— DATASET EXTRACT —
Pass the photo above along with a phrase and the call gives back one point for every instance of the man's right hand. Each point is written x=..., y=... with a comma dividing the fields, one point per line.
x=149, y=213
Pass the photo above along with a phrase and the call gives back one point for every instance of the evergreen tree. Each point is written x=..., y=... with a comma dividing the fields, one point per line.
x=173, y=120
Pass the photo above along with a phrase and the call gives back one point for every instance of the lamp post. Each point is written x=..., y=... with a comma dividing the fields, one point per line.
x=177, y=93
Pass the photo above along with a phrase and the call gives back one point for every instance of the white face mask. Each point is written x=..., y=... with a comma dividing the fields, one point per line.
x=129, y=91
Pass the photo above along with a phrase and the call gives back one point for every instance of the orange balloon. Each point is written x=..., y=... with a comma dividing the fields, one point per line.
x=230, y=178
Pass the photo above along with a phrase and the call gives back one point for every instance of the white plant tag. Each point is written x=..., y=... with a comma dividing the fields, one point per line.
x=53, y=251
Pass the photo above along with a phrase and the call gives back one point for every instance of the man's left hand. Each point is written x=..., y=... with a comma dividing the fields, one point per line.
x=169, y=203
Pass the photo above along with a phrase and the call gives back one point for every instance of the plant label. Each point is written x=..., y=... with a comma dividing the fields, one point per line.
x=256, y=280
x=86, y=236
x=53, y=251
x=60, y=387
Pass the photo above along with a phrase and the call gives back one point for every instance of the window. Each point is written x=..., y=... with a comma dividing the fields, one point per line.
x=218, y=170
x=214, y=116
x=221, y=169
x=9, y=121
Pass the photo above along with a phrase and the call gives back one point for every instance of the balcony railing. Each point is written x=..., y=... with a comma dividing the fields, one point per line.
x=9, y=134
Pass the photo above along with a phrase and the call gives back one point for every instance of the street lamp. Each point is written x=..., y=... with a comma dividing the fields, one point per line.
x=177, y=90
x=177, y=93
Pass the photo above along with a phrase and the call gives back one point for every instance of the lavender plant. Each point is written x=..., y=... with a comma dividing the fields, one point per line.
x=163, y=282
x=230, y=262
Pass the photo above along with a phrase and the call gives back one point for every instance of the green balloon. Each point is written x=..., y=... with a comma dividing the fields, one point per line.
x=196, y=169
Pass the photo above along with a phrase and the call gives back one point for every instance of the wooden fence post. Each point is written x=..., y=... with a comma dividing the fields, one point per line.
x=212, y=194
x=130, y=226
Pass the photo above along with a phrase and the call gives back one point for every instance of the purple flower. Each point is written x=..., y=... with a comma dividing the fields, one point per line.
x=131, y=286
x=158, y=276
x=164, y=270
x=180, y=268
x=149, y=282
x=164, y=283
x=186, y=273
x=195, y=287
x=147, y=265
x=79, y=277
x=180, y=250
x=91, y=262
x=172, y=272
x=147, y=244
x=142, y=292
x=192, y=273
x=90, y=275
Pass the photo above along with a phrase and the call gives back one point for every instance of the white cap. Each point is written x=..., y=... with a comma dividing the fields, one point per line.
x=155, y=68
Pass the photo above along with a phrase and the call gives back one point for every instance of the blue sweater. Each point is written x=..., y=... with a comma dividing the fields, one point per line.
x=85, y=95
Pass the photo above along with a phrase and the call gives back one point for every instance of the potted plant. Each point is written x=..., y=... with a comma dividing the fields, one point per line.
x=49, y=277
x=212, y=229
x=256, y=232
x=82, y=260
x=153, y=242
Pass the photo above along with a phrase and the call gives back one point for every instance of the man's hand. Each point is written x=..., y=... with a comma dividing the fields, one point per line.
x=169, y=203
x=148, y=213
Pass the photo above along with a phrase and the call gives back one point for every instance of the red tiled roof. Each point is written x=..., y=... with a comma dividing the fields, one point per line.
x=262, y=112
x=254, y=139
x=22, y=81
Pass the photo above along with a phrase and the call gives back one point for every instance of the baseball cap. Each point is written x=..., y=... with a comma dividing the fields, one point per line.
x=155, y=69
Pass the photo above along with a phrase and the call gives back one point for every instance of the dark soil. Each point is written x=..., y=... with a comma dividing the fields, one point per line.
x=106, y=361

— THE EXERCISE —
Convert all of the data above into a JSON list of strings, with one string per line and blank lines omitted.

— THE OUTPUT —
[
  "Pass the photo above along with a phrase and the call gives back one point for every instance of the man's right hand. Each point is written x=..., y=... with a comma dividing the fields, one point per line.",
  "x=149, y=213",
  "Pass the photo above along with a phrase and the call gives back one point for every instance of the evergreen tree. Each point is written x=..., y=... with a comma dividing the fields, one point per line.",
  "x=173, y=120",
  "Pass the photo above along with a phrase and the call gives back one point for every instance of the lamp post. Each point is written x=..., y=... with a comma dividing the fields, one point per line.",
  "x=177, y=93",
  "Pass the photo above along with a phrase and the call gives back one point for every instance of the white face mask. Each point is written x=..., y=... with a comma dividing the fields, one point per line.",
  "x=129, y=91",
  "Pass the photo above along with a phrase and the call gives back one point for every instance of the orange balloon. Each point is written x=..., y=... with a comma dividing the fields, one point per line.",
  "x=230, y=178",
  "Pass the photo above along with a phrase and the call gives back one point for every instance of the white plant tag. Each point is written x=..., y=... with a comma dividing the fields, one point per line.",
  "x=53, y=251",
  "Pass the photo above along with a phrase and the call gives back one point for every instance of the man's left hand. Each point is written x=..., y=... with a comma dividing the fields, one point per line.",
  "x=169, y=203",
  "Pass the photo above along with a phrase and the call gives back one point for every instance of the plant label. Each point is written x=..., y=... with a comma dividing the fields, one point per line.",
  "x=256, y=280",
  "x=86, y=236",
  "x=53, y=251",
  "x=60, y=387",
  "Pass the photo above along with a phrase and the call gives back one point for every instance of the window. Each point is written x=..., y=... with a comma dividing the fields, one point per line.",
  "x=218, y=170",
  "x=214, y=116",
  "x=221, y=169",
  "x=9, y=121",
  "Pass the photo above along with a phrase and the call gives back one point for every instance of the balcony railing. Each point is written x=..., y=... with a comma dividing the fields, one point per line.",
  "x=9, y=134",
  "Pass the photo above along with a phrase and the call gives back one point for every instance of the street lamp. Each point is written x=..., y=... with a comma dividing the fields, one point per line.",
  "x=177, y=90",
  "x=177, y=93",
  "Pass the photo above along with a phrase and the call gives back one point for every instance of the lavender plant. Each point is written x=..., y=... with a comma dividing the fields, one point per line.",
  "x=163, y=282",
  "x=230, y=262",
  "Pass the photo above along with a phrase and the call gives back one point for every instance of the green balloon. Each point is written x=..., y=... with a comma dividing the fields, one point per line.",
  "x=196, y=169",
  "Pass the photo above along with a phrase and the call gives back one point for every instance of the wooden fence post. Each point is written x=..., y=... with a comma dividing the fields, one point per line.",
  "x=212, y=194",
  "x=130, y=226",
  "Pass the photo above along with a phrase and the call gives back one point for every instance of the purple flower. Each point is written x=..., y=... with a comma dividing the fields, one point per line.",
  "x=131, y=286",
  "x=158, y=276",
  "x=164, y=270",
  "x=180, y=268",
  "x=149, y=282",
  "x=164, y=283",
  "x=186, y=273",
  "x=195, y=287",
  "x=147, y=265",
  "x=79, y=277",
  "x=180, y=250",
  "x=91, y=262",
  "x=172, y=272",
  "x=147, y=244",
  "x=142, y=292",
  "x=192, y=273",
  "x=90, y=275",
  "Pass the photo above along with a phrase and the call gives back one point for every instance of the white cap. Each point is written x=..., y=... with a comma dividing the fields, one point per line.",
  "x=155, y=68",
  "Pass the photo above along with a phrase and the call gives back one point for every instance of the blue sweater. Each point is written x=..., y=... with a comma dividing the fields, one point per line.",
  "x=85, y=95",
  "Pass the photo above along with a phrase and the call gives back one point for every instance of the potted plant. Each point is written x=..., y=... with a comma dividing the fields, one point per line.",
  "x=49, y=277",
  "x=212, y=229",
  "x=256, y=232",
  "x=82, y=260",
  "x=153, y=242",
  "Pass the photo above along with a phrase and the call gives back one point for every instance of the man's hand. Each point is written x=..., y=... with a comma dividing the fields, one point per line.",
  "x=169, y=203",
  "x=148, y=213",
  "Pass the photo above along with a phrase and the call gives back one point for every instance of the red tiled roof. Each point is written x=..., y=... with a comma dividing the fields, one point per line.",
  "x=262, y=112",
  "x=254, y=139",
  "x=22, y=81",
  "Pass the photo above along with a phrase and the call gives back one point for every instance of the baseball cap. Each point is written x=..., y=... with a comma dividing the fields, one point per line.",
  "x=155, y=69",
  "Pass the photo above along with a phrase and the call gives back one point for every instance of the dark soil. Each point is written x=..., y=... with a comma dividing the fields, one point per line.",
  "x=106, y=361"
]